>>
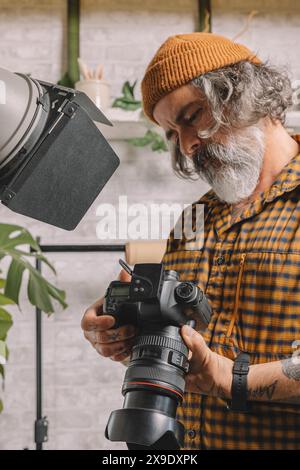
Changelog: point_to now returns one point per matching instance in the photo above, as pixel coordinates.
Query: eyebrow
(179, 117)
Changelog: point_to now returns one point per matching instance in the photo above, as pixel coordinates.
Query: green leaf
(127, 101)
(57, 294)
(5, 300)
(13, 235)
(128, 91)
(39, 290)
(14, 280)
(38, 293)
(5, 323)
(2, 372)
(2, 352)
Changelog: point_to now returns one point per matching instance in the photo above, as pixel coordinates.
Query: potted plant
(14, 240)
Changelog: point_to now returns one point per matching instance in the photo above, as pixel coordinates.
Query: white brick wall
(81, 388)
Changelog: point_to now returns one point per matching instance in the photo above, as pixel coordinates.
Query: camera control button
(191, 433)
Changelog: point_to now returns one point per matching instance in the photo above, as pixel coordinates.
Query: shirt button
(220, 260)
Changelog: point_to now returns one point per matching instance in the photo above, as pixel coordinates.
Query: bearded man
(223, 111)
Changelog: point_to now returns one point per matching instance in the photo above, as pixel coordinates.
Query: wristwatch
(239, 384)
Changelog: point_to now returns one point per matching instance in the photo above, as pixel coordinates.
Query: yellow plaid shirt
(250, 272)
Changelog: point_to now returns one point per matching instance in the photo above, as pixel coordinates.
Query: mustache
(210, 154)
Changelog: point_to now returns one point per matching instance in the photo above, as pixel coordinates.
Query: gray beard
(233, 169)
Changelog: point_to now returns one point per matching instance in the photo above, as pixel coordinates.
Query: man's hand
(113, 343)
(209, 372)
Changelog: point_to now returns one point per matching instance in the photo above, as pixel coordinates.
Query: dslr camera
(158, 304)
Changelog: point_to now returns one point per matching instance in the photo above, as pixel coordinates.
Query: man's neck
(280, 149)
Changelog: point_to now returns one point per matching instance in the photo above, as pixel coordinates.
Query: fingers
(92, 322)
(111, 335)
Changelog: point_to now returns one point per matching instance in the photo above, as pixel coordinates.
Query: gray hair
(238, 96)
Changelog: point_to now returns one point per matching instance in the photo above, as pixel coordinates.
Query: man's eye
(192, 118)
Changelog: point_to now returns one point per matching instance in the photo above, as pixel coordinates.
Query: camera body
(158, 304)
(155, 296)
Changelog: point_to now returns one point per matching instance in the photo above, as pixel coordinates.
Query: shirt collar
(287, 180)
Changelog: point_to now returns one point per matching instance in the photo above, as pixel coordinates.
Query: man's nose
(189, 143)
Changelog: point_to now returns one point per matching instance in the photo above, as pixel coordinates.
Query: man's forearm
(277, 381)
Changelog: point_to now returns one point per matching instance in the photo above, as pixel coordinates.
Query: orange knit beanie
(184, 57)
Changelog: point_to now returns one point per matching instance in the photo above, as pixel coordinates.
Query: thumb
(124, 276)
(195, 342)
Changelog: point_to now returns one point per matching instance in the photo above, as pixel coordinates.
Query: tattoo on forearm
(291, 368)
(114, 336)
(267, 391)
(290, 401)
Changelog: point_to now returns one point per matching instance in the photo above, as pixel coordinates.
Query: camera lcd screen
(120, 290)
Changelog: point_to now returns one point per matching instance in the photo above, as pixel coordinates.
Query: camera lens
(153, 387)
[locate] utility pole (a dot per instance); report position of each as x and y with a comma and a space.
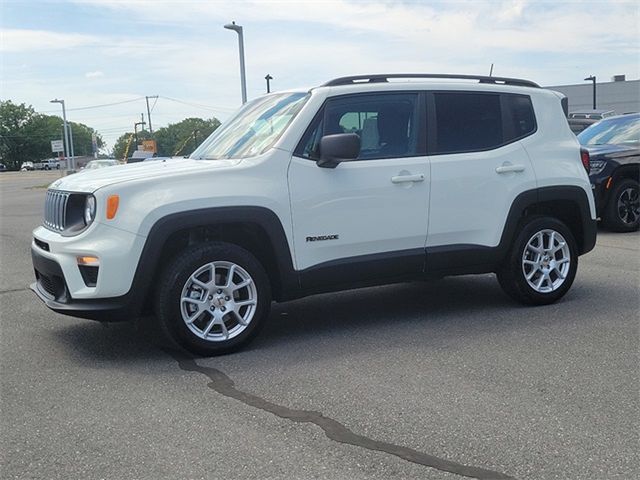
<<
Try it:
Make an exact copy of the records above, one that has none of the pictures.

Task solution:
Changelog: point_to now returns one point per matching instance in the photo above, as pixel coordinates.
Query: eyebrow
(179, 117)
Changelog: point_to now returns one point per matching instance in the photo above, as pixel coordinates.
Query: green leaf
(127, 101)
(57, 294)
(5, 300)
(13, 235)
(128, 91)
(39, 290)
(14, 280)
(38, 293)
(5, 323)
(2, 372)
(2, 352)
Changelog: point_to now returns one point per matching instance in the photo above, as pixel coordinates.
Query: potted plant
(14, 240)
Changelog: point_to now returns one point per matching instance in the photo above, as pixel coordinates.
Query: white brick wall
(81, 388)
Changelog: point_to now returns one point per matching instance in the photo above, as pixel coordinates.
Query: camera control button
(191, 433)
Changelog: point_to now returns one point per matching instance in the photo above, as pixel coordinates.
Query: shirt button
(220, 260)
Changelog: point_to now returns one point per matching instance in the photo above, as pixel coordinates.
Query: bearded man
(223, 111)
Changelog: point_to now returns one point per matching instance in the photo above, as pixel coordinates.
Query: wristwatch
(239, 384)
Changelog: point_to now returns one point per matching instance in the photo above, as pixel coordinates.
Query: yellow plaid shirt
(250, 272)
Changelog: point_to now returns one point per matching instance in the photo above, as pixel coordinates.
Query: mustache
(210, 154)
Changelog: point_to now returns one point per matching instance in the photo above, as pixel coordinates.
Query: gray beard
(233, 169)
Changelog: point_to now returns one point per matching instance in the photo above, as pixel coordinates.
Query: man's hand
(113, 343)
(209, 372)
Changelog: point_to now returns one point per matching instance in the photo above, as pixel coordinates.
Query: dslr camera
(158, 304)
Changelog: point_to now returns one point per matching instance in the photo above, as pixel coordinates.
Query: man's neck
(280, 149)
Changelog: point_to now returns one point per matching instance in the photo above, as pixel coordinates.
Query: fingers
(92, 322)
(111, 335)
Changelog: point_to now returns one point per matching instance in the photo above, as pixel coordinates.
Query: gray hair
(238, 96)
Changelog: point_to now returns one point per matching instance in the photo above, as pixel coordinates.
Query: man's eye
(192, 118)
Changelog: point_to now returns one point per matching instance in the photo above, as pixel coordinates.
Query: camera body
(158, 304)
(155, 296)
Changelog: point_to now returns one point per matching instance in the photo above, as pixel coordinates.
Query: shirt collar
(287, 180)
Changelog: point_to now returns one point per matching instance in the photo above, as pixel coordinates.
Query: man's nose
(189, 143)
Changelog: point_to now returns one point per matching instance in the photo above, as pixel coordinates.
Query: man's forearm
(277, 381)
Changelog: point_to now returns one point per matching instance in the photo above, as pixel coordinates.
Query: orange knit beanie
(184, 57)
Changelog: point_to now returns one point per matching instance in the photo above, as pixel coordinates.
Query: thumb
(124, 276)
(195, 342)
Changelog: point_to now returns one point per matching instance in the photo above, as pixel coordinates.
Query: tattoo on forearm
(291, 368)
(114, 336)
(267, 391)
(290, 401)
Changelog: point_to now returns one point per matching instance in the photo above, as pixel coordinates.
Query: camera lcd screen
(120, 290)
Changelog: point_to now returns one point per matching instance in the photo above, as pixel coordinates.
Query: camera lens
(153, 387)
[locate] utility pole (a dot per instance); report position of each as x and y with a comma and a space.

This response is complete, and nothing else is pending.